▶ [Task directions]: All lines from the one containing "spot the doorway opening." through the final line of the entries are to be written out verbatim; no other line is to be included.

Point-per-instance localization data
=== Begin Enclosure ===

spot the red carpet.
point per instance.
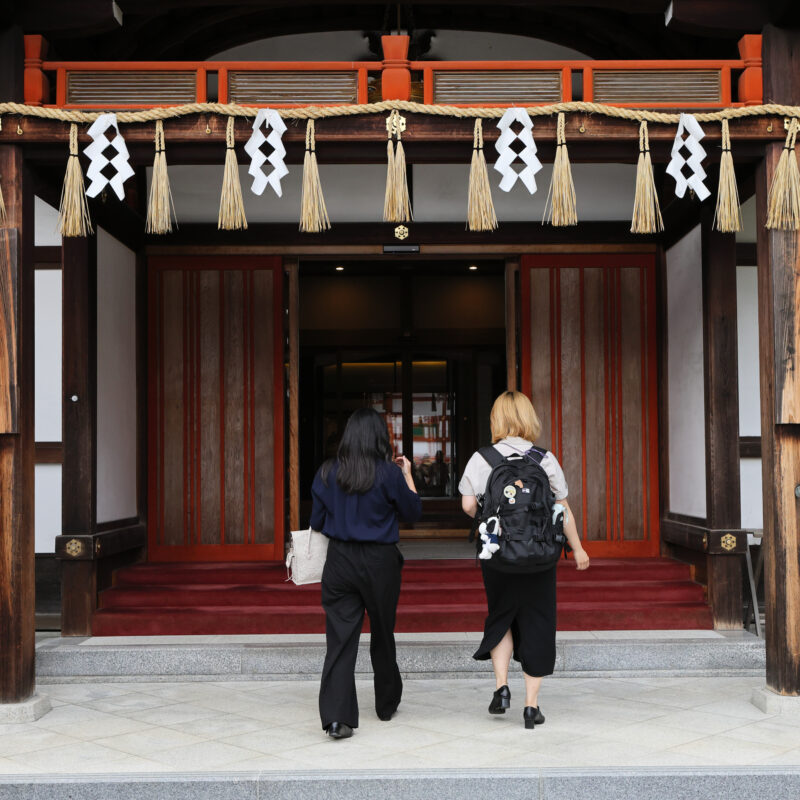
(443, 595)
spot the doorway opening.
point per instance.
(423, 343)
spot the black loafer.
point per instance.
(501, 700)
(532, 717)
(338, 730)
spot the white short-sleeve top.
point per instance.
(473, 481)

=== End Enclosure ===

▶ [Answer space]:
spot the doorway opening.
point per instance.
(423, 343)
spot the black loafer.
point per instance.
(501, 700)
(532, 717)
(338, 730)
spot the white short-sleeve top.
point per instance.
(473, 481)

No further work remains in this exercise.